▶ REQUIRED TASK 1: Lay out the rows below as a JSON list of strings, one string per line with blank lines dropped, starting at the line that contains "I need to find the person wearing" and ending at the last line of the rows.

Common Signs of Securities Fraud
It can be hard to determine that you've been the victim of investment or securities fraud before you lose your investment money. The market naturally fluctuates, which means that sometime you lose and sometime you win. However, big losses should raise a red flag and prompt you to investigate the situation. While it may be difficult to detect securities or investment fraud without the help of a professional, there are some common signs to watch out for.
Knowing the common signs of securities and investment fraud can help you avoid becoming a victim. If your broker doesn't return your phone calls or tells you to the view market news as entertainment, it could be a warning sign that a fraud is occurring. Other signs of fraud are paying capital gains taxes even though the account value is decreasing, losing money despite it being an "up" market, or if the majority of investments recommended by your broker are declining in value. It can also be a warning sign if your broker fails to disclose important information about an investment purchase or he or she begins trading in high risk and speculative investments without your instructions or approval.
Of course, these warning signs don't always mean you're the victim of securities or investment fraud. But, if you experience any of these situations, it would be in your best interest to discuss your concerns with a securities lawyer. Also, even though most of us live busy lives, it's very important that you pay attention to your investments, so that you can spot the warning signs of securities or investment fraud before losing a large sum of money.

▶ REQUIRED TASK 2: Carry on the piece about warning signs of securities fraud, picking up after its final sentence.

▶ Data entries:
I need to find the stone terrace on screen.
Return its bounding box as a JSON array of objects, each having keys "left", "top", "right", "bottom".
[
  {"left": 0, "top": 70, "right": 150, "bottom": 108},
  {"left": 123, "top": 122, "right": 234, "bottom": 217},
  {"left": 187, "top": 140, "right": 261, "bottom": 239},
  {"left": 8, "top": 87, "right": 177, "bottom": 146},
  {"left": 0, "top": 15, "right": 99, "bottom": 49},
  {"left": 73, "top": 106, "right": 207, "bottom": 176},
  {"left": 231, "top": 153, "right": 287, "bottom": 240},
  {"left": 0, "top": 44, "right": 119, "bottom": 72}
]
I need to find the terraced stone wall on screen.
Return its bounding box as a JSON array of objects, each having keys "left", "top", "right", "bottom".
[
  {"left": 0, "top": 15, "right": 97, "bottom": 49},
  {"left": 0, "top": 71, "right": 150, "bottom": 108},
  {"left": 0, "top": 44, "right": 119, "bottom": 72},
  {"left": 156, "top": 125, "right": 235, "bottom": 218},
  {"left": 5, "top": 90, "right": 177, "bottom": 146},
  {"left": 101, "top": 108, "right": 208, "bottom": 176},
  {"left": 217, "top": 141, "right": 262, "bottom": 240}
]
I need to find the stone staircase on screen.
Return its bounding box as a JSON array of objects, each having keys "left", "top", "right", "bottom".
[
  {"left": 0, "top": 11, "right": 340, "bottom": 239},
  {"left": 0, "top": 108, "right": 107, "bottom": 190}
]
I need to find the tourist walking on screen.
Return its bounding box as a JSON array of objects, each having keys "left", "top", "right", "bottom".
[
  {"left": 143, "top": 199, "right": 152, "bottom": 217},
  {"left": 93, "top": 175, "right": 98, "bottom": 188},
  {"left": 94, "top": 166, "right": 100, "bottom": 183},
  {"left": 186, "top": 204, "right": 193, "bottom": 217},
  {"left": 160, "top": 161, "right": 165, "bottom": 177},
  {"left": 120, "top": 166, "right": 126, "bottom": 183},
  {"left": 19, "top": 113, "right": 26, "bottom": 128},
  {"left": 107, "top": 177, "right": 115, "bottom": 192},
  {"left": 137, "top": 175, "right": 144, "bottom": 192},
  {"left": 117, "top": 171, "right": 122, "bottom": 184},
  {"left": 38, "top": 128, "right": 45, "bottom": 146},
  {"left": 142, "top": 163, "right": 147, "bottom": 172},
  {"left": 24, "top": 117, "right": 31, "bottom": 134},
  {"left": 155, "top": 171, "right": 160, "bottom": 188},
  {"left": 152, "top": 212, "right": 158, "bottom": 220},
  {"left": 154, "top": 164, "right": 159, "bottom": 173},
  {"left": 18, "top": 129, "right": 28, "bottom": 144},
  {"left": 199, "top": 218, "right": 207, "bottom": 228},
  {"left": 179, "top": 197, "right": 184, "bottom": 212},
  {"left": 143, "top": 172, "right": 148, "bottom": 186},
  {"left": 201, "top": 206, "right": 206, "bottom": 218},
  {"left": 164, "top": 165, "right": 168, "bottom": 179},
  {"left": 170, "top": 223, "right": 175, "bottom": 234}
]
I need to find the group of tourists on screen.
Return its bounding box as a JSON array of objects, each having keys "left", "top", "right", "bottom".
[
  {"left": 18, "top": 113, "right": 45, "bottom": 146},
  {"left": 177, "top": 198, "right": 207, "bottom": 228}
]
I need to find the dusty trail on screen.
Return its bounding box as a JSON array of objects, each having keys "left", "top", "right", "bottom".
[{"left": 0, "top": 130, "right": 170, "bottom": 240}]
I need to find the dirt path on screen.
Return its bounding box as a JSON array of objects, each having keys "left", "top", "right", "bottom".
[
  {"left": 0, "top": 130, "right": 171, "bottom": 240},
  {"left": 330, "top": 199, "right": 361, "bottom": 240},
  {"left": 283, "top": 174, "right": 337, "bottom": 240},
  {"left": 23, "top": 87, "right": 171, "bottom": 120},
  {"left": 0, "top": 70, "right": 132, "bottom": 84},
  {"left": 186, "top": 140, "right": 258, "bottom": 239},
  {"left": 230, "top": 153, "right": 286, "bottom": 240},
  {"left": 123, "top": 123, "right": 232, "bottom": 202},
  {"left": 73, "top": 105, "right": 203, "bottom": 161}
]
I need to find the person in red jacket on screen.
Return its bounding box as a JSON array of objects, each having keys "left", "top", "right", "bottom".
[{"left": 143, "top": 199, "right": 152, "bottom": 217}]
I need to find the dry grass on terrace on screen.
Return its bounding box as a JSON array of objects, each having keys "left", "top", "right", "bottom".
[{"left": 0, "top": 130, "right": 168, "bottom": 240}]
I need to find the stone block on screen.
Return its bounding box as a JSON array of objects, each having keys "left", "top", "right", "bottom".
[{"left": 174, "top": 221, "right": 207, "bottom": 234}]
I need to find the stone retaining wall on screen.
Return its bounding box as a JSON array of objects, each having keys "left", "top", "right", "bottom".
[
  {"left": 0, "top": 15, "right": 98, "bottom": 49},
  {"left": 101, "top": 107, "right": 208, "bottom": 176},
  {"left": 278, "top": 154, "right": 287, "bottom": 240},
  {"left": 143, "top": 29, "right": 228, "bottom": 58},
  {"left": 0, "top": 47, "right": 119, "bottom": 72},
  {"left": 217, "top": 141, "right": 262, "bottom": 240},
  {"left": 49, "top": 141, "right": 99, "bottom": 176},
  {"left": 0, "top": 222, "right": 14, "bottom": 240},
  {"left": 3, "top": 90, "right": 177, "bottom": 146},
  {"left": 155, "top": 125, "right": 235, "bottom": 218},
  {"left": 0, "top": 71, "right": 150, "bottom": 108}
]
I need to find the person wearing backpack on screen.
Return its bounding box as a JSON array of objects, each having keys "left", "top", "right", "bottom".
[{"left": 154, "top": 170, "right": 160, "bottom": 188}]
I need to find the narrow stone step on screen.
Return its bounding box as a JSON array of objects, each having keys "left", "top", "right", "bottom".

▶ TASK RESULT 1:
[
  "I need to find the person wearing backpack on screen.",
  "Return its bounding box as a JSON array of objects, each having keys \"left\", \"top\", \"right\", \"bottom\".",
  "[{\"left\": 154, \"top\": 170, \"right\": 160, \"bottom\": 188}]",
  "I need to find the narrow stone step on screen.",
  "Return its bounding box as a JSON array of objects, each having keys \"left\", \"top\", \"right\", \"bottom\"."
]

▶ TASK RESULT 2:
Proving Securities Fraud
In order to prove fraud, an investor must show that the broker or someone else in the industry intentionally or recklessly made an omission or misrepresentation of material fact that the investor justifiably relied upon. The investor must have also suffered damages as direct result of relying on the omission or misrepresentation. Put more simply, you have to show that you lost money because you relied on a fact that the broker or other industry member told you, and he or she knew or should have known that the fact wasn't true.
In order to show reliance, an investor can provide direct or indirect evidence of the reliance. An example of direct evidence is showing a prospectus that has a statement claiming the existence of a lucrative contract that the issuer doesn't actually have. If the investor can show that his or her investment decision was based on that particular statement, the investor has provided direct evidence of reliance. If a fraud by omission is being claimed, the investor is not required to provide evidence of reliance.
Hiring a Securities Lawyer
As an investor, you have rights. If you lost investment money as a result of a company's or broker's misconduct, you may be entitled to recover the money you lost. If you believe that you might have been the victim of investment or securities fraud, you may want to contact an attorney with experience in securities and investment fraud to discuss your legal options.